Problem requirements:
Copy out each line of the data below that contains the string "rough".

Dataset records:
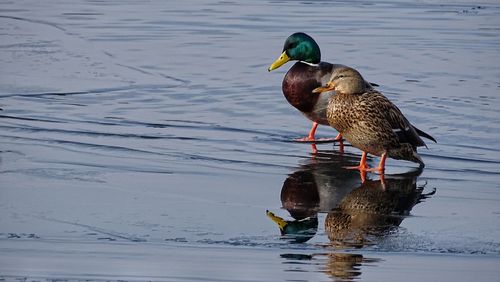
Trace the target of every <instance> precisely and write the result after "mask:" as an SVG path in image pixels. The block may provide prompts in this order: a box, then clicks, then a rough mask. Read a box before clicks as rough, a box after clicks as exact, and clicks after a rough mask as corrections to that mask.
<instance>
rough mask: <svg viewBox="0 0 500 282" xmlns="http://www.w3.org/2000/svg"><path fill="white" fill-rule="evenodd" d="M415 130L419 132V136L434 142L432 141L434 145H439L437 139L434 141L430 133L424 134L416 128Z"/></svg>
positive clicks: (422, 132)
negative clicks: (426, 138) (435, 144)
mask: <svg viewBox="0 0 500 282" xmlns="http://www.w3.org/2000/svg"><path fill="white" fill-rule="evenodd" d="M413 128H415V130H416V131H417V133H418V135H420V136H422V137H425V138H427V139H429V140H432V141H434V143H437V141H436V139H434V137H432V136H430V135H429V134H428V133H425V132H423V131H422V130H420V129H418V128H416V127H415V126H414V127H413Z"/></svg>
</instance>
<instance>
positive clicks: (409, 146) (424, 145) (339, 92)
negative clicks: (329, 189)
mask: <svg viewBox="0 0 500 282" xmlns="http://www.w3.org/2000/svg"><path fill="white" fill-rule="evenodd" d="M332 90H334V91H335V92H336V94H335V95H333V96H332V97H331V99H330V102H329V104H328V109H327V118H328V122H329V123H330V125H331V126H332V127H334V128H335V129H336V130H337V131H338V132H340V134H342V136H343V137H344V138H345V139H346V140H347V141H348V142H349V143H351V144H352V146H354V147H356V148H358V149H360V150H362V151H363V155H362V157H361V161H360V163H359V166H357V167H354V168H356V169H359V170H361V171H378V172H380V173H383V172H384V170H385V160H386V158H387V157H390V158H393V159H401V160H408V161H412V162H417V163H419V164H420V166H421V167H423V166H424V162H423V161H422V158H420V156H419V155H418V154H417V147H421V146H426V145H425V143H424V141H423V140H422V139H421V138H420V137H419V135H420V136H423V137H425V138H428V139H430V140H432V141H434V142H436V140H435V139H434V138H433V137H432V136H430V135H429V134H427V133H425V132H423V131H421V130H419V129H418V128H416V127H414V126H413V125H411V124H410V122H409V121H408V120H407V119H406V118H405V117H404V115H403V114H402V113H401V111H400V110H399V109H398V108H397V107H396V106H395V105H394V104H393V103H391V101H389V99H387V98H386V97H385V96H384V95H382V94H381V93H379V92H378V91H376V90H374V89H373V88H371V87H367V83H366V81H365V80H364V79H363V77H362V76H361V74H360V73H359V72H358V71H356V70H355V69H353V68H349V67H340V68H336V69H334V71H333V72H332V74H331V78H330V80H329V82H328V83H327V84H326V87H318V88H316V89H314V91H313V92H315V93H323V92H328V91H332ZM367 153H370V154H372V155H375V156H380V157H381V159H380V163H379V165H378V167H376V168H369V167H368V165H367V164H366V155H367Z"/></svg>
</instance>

Response area:
Trace the target of every <instance> precisely and write the result after "mask:" as an SVG path in image pixels. The block may provide prompts in this order: a box, then clicks, then a rough mask. Read a box before clicks as rough, a box after clicks as exact, and clicks after a rough mask as corrections to that mask.
rough mask: <svg viewBox="0 0 500 282" xmlns="http://www.w3.org/2000/svg"><path fill="white" fill-rule="evenodd" d="M415 130L419 132V136L434 142L432 141L434 145H439L437 139L434 141L430 133L424 134L416 128Z"/></svg>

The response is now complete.